Exercise requirements
A) Write out the passage of the article on categorizing businesses for relief, beginning at "During the second" and ending at "losses in revenue.".
B) Extend the article on categorizing small businesses for COVID-19 relief in Korea, picking up right after its final sentence.

Text for analysis
▼▼▼
Major Issues in Categorizing Businesses by Type: Supporting Small Businesses through Improved Categorization
|Author||Gil, Eunsun||Date||2021.02.19||Issue No||103|
The Korean government is considering providing a fourth round of disaster relief funding to support small businesses hard-hit by the prolonged social distancing measures implemented to contain the spread of COVID-19. However, determining which businesses should benefit from this support is quite tricky.
Legal business entities such as microenterprises and privately-owned companies are not the same as struggling, self-employed small businesses.
During the second and third rounds of support, only privately-owned microenterprises were eligible for relief. The amount of financial support available varied depending on whether businesses were ordered to limit the number of customers, had restrictions placed on business hours, or suffered losses in revenue.
Small business establishments categorized neither as microenterprises nor as privately-owned companies have been excluded from receiving support, regardless of the economic hardship they face. Moreover, privately-owned microenterprises (many of which are far from being small businesses with narrow operating margins) are not excluded from receiving support.
▲▲▲
Natural-language object grounding data
▼▼▼
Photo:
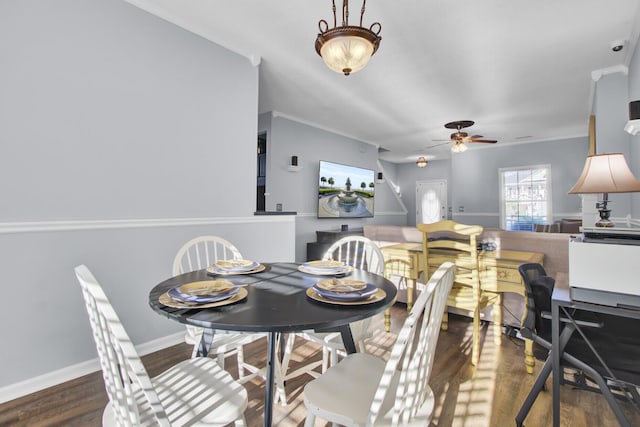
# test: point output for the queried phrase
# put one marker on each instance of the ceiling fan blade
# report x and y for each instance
(438, 145)
(488, 141)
▲▲▲
Answers provided
A)
During the second and third rounds of support, only privately-owned microenterprises were eligible for relief. The amount of financial support available varied depending on whether businesses were ordered to limit the number of customers, had restrictions placed on business hours, or suffered losses in revenue.

B)
▣ Policy Proposals
To ensure that small businesses receive the support they need, enterprise size (fewer than 10 employees) must be the primary eligibility criterion for the fourth round of disaster relief funding. After this primary criterion is applied, eligibility can be narrowed or expanded based on financial need or economic vulnerability.
This primary eligibility criterion will benefit 74,000 privately-owned companies with five to nine employees. Additionally, 254,000 incorporated microenterprises and 82,000 incorporated companies with five to nine employees will become eligible for relief.
A further eligibility criterion has been introduced for the fourth round of disaster relief: A business owner that also works for another company and is insured under the national health insurance scheme (in which employees and employers split monthly premiums) is now ineligible for disaster relief. Alternatively, a business owner having paid tax in an amount over a certain threshold would also be ineligible for relief.
The new eligibility criteria will bolster support for small businesses economically-impacted by the COVID-19 pandemic and ensure the equity of the disaster relief plan.